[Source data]
- Opening Delimiter -
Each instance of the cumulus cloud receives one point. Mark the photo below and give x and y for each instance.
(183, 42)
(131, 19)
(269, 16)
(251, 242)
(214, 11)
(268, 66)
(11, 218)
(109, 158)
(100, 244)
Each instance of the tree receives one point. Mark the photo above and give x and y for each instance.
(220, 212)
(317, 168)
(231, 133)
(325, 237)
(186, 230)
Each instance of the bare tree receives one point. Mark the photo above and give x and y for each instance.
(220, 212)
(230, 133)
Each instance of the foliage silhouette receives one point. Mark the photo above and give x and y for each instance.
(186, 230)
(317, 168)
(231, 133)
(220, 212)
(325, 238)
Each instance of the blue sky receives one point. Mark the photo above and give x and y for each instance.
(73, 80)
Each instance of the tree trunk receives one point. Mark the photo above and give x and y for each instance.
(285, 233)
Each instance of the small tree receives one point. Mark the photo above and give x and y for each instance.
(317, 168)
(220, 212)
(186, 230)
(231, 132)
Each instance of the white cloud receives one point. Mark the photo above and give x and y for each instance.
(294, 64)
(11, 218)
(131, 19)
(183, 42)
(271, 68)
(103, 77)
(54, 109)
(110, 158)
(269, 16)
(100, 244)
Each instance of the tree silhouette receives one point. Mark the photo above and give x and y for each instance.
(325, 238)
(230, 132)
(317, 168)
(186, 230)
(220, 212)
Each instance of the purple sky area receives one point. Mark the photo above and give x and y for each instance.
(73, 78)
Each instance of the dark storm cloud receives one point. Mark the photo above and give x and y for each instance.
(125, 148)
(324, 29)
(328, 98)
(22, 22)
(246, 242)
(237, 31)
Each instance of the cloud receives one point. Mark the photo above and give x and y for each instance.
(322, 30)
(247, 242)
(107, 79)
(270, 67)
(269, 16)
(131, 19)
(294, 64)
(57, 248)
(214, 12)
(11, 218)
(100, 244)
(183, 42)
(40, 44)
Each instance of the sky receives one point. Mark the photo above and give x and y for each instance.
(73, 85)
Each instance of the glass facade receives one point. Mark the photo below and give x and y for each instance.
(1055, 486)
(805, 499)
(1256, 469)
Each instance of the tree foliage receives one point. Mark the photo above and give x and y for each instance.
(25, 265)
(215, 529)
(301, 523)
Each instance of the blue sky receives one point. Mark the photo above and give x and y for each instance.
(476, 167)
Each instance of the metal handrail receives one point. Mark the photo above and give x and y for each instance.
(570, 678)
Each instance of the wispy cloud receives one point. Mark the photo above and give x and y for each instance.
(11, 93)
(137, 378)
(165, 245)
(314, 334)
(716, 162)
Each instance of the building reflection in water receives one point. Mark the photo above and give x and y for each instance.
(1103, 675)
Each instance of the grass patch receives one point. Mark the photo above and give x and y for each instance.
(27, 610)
- Closing Delimiter -
ABOUT THIS EXERCISE:
Copy all the records exactly so that no character differs from the source.

ANSWER SPACE:
Each instance of the cumulus cloud receives one point. Mark the photo below and give x and y for each instance.
(183, 42)
(131, 19)
(269, 16)
(251, 242)
(214, 11)
(268, 66)
(11, 218)
(109, 158)
(100, 244)
Each instance of the tree receives one point. Mark the photo above and give x and y for each instance.
(220, 212)
(317, 168)
(231, 133)
(325, 237)
(186, 230)
Each instance of the bare tree receives one point. Mark the photo above and give x and y for each instance.
(220, 212)
(230, 133)
Each instance of the foliage silhouette receives one point. Mark the photo above and give x and y for each instance.
(186, 230)
(317, 168)
(231, 133)
(220, 212)
(325, 238)
Each instance of the blue sky receives one point. Mark the photo above and give x and y for each instance.
(73, 80)
Each instance of the tree trunk receives one point. Mark the photo above and give x and y for each instance.
(285, 233)
Each instance of the small tree receives one point. Mark the photo above and give x and y for each instance.
(317, 168)
(220, 212)
(186, 230)
(231, 132)
Each instance of the white cloud receives one point. Mark the photo above and give x and y for each instance.
(294, 64)
(11, 218)
(131, 19)
(183, 42)
(271, 68)
(103, 77)
(54, 109)
(110, 158)
(269, 16)
(100, 244)
Each instance of the tree silhouette receives one point. Mark the photo above and give x and y for each instance.
(325, 238)
(230, 132)
(317, 168)
(186, 230)
(220, 212)
Each instance of the purple sky area receives one point. Mark the photo above and give x and y for each instance.
(73, 78)
Each instance of the dark storm cloud receives one point. Mark the photo above and give x and y for each instance.
(125, 148)
(324, 29)
(328, 98)
(22, 22)
(246, 242)
(237, 31)
Each instance of the cloud receives one point. Mark the photo above and give x and y for each instance.
(322, 30)
(247, 242)
(107, 79)
(270, 67)
(269, 16)
(131, 19)
(294, 64)
(57, 248)
(214, 12)
(11, 218)
(100, 244)
(183, 42)
(40, 44)
Each instance of the sky receives one point. Mark the photo above and give x and y for each instance.
(73, 85)
Each instance of the glass facade receives one point. Mark the photo below and give x and y for each instance.
(1055, 486)
(805, 499)
(1256, 469)
Each instance of the tree foliage receives one point. Mark the photo above and give x and y for each instance.
(25, 265)
(215, 529)
(301, 523)
Each instance of the blue sky receives one point. Mark the photo above and give x and y for each instance.
(476, 167)
Each instance of the metal handrail receives one point. Mark the photo above and give x and y for each instance.
(570, 678)
Each instance of the wispy cloud receives one point. Mark the photo above and give x and y for each instance.
(11, 93)
(137, 378)
(165, 245)
(314, 334)
(716, 162)
Each instance of the building reflection in water receives one point. Mark the photo above and give x and y for each instance.
(1103, 675)
Each instance of the grass patch receives one point. Mark the photo above and give x and y for each instance.
(27, 610)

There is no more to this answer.